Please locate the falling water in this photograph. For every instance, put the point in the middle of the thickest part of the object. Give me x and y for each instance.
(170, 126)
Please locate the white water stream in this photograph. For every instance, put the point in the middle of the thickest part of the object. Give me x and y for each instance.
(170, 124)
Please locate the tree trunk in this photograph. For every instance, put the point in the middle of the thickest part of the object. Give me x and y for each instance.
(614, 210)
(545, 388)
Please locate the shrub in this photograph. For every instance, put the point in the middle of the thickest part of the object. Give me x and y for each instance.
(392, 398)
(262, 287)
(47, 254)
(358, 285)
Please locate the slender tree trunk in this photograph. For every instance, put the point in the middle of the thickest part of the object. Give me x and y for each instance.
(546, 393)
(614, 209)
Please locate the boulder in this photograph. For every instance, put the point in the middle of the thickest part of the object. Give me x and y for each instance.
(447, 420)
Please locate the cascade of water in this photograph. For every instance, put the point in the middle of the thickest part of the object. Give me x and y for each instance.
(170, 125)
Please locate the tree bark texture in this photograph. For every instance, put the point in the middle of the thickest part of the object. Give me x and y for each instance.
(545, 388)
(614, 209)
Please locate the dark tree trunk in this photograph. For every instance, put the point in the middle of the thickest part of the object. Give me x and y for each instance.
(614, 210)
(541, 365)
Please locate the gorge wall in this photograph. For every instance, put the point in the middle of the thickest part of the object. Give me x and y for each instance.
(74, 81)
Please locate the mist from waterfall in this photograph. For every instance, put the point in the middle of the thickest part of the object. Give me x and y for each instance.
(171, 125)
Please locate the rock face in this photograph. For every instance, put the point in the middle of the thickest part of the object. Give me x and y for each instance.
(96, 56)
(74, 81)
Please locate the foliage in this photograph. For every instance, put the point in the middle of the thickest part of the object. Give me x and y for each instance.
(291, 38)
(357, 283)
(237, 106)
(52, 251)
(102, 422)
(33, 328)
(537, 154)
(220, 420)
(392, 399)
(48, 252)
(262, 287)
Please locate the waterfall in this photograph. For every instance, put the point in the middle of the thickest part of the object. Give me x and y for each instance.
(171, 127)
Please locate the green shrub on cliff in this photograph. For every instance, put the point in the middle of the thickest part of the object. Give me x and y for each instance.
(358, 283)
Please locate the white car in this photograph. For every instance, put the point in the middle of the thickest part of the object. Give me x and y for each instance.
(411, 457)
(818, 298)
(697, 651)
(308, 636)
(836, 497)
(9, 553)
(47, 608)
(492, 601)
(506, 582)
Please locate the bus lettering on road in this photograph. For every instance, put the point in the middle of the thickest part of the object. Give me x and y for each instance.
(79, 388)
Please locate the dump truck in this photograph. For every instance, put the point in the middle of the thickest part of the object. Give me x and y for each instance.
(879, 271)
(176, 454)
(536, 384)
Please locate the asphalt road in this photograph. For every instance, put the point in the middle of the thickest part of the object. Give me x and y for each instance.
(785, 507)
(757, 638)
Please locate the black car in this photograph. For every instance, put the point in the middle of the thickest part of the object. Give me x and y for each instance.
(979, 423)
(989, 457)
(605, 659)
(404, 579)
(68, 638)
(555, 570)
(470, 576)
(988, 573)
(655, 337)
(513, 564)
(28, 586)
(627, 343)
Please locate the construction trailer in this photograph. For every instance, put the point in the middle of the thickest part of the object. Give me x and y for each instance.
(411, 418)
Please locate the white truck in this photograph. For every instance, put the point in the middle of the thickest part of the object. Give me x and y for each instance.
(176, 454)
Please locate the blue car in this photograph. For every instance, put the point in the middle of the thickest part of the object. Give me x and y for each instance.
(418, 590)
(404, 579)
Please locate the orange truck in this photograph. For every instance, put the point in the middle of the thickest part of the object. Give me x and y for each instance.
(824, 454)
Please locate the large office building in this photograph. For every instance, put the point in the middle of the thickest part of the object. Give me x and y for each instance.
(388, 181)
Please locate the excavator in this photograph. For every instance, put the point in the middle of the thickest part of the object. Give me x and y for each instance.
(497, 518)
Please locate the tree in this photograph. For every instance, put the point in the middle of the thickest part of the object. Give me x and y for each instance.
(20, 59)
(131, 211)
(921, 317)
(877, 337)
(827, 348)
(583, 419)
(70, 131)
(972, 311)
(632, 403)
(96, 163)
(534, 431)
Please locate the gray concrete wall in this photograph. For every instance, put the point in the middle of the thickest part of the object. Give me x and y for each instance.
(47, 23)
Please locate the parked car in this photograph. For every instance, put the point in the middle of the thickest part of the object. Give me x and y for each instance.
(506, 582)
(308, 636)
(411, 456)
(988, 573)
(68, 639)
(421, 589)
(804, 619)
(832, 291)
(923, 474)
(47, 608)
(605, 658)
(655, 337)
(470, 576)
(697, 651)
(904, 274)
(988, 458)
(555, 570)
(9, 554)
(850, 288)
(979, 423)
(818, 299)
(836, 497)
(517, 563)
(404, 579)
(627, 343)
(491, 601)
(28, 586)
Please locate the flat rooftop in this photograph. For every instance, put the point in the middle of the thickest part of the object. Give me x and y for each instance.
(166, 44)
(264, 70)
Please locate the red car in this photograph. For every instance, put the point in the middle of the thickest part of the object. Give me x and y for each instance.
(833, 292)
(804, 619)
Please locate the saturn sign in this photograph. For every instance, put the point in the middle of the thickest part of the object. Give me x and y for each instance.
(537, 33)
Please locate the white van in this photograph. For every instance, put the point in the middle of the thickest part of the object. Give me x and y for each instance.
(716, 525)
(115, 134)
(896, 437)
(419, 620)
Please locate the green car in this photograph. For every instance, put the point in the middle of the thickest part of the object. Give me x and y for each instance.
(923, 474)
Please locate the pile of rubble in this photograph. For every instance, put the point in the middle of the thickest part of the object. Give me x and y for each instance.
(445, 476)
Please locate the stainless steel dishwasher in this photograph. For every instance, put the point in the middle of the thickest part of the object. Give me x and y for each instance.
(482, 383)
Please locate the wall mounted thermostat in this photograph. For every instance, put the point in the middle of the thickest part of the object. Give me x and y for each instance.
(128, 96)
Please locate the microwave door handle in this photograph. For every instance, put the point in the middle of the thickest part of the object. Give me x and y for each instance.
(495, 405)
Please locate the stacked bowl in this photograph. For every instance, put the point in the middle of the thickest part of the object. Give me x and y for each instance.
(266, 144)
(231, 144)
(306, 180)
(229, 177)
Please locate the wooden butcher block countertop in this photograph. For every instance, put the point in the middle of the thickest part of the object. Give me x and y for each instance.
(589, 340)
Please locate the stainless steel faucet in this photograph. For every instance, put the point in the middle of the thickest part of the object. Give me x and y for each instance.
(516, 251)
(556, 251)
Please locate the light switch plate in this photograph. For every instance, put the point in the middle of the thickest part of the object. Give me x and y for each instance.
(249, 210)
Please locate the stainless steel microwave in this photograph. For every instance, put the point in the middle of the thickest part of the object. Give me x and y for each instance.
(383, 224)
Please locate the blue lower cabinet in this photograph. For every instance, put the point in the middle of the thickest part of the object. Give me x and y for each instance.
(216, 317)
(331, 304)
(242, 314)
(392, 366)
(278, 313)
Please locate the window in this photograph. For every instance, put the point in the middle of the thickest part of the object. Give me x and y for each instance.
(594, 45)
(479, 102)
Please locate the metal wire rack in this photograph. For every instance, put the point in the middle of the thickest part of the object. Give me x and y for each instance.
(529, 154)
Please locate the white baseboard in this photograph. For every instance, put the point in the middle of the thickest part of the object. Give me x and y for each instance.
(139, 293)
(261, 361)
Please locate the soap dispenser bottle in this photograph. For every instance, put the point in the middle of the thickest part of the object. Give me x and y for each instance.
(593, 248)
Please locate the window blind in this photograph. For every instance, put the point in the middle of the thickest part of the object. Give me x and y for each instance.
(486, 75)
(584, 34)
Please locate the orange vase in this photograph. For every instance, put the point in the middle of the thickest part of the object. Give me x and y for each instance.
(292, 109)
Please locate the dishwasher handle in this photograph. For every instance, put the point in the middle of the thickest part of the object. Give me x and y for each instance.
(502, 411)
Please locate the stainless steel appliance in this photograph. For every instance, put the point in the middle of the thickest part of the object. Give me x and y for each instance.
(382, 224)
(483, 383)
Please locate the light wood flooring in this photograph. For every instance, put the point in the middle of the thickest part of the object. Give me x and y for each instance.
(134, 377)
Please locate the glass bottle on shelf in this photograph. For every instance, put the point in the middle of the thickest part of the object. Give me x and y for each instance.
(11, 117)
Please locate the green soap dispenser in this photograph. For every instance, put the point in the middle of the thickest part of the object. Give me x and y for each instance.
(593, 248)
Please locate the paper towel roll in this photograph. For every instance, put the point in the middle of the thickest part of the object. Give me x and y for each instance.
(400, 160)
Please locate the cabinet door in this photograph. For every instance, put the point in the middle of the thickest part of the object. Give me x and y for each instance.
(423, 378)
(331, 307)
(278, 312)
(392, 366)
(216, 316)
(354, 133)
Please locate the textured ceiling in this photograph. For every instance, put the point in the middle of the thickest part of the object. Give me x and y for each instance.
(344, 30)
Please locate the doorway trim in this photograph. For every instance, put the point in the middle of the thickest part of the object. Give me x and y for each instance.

» **TASK DESCRIPTION**: Word for word, restate only the lines from the one containing "Please locate the cabinet" through the last line of the entries, with both ends kept.

» **ANSWER FOR THIS EXERCISE**:
Please locate the cabinet door in this photograph. For every instance, put the point in the middle of the thickest part of the object. Give me x and y for each instance.
(423, 378)
(331, 307)
(278, 312)
(392, 366)
(216, 316)
(354, 133)
Please locate the textured ceiling in this photograph. For every instance, put the point in the middle of the thickest part of the object. Give me x and y for each instance.
(344, 30)
Please locate the doorway trim in this photograph. For every instance, put the point in the middle of the thickest part of the object. Give me x and y for each instance.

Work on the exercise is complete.